* Consegna 1 *
Riassumi in due frasi il testo sulla crudeltà di Davide.
* Consegna 2 *
Traduci in inglese questa frase del testo sulla crudeltà di Davide: "Chi è cortese smussa la realtà, nasconde almeno in parte quello che prova o pensa."
* Consegna 3 *
Nel testo sulla crudeltà di Davide, qual è la strada pacifica che viene suggerita nel romanzo?

In cosa affonda la crudeltà di Davide e in generale di certi giovani?

Penso che la crudeltà, così come il suo contrario la cortesia, abbiano entrambe a che fare col concetto di verità. Chi è cortese smussa la realtà, nasconde almeno in parte quello che prova o pensa. La crudeltà per me sta nell’usare la propria verità come un’arma, per farsi strada o per affermare se stessi. Per troppo tempo Davide è “cortese”: non sa dire di no a chi lo desidera, non è sincero con se stesso né con chi gli è accanto su cosa voglia davvero. Quando poi le bugie cortesi cominciano a schiacciarlo, quando non riesce più a sopportare il disgusto di fingersi diverso da quello che è, la crudeltà diventa l’unica forma di difesa e di fuga possibile. Allora la crudeltà giovanile diventa una forza liberatrice: è Zeus che evira il padre, Davide che taglia la testa a Golia… quasi per caso, mi ritrovo a spiegare perché ho scelto di chiamare uno dei protagonisti Davide Giove. Non dico, ovviamente, che la crudeltà sia l’unico modo per realizzarsi pienamente come individui. Si tratta di una reazione esplosiva, che nasce da una costrizione, una qualche forma di tirannide imposta dagli altri, dall’ambiente o da sé stessi. C’è una strada pacifica che credo venga suggerita ma percorsa troppo tardi nel romanzo: la sincerità. Comunicare, aprirsi e ascoltare l’altro, porsi e porre delle domande senza temere le risposte. Per i miei personaggi sarebbe stato tutto più facile se avessero agito così, e forse questo romanzo non ci sarebbe stato. Non così com’è.

* Dati disponibili *
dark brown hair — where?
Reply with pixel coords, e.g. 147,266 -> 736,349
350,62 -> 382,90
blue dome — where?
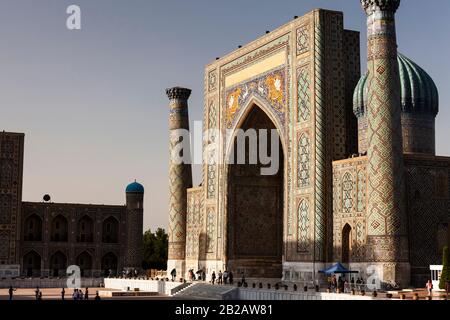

* Risposta completa 1 *
La crudeltà e la cortesia hanno entrambe a che fare con la verità: chi è cortese smussa la realtà, mentre la crudeltà consiste nell'usare la propria verità come un'arma. Davide, rimasto troppo a lungo "cortese" e insincero, trova nella crudeltà l'unica difesa e fuga possibile, mentre la strada pacifica che il romanzo suggerisce, ma percorre troppo tardi, è la sincerità.

* Risposta completa 2 *
Whoever is courteous smooths over reality and hides, at least in part, what they feel or think.

* Risposta completa 3 *
La sincerità.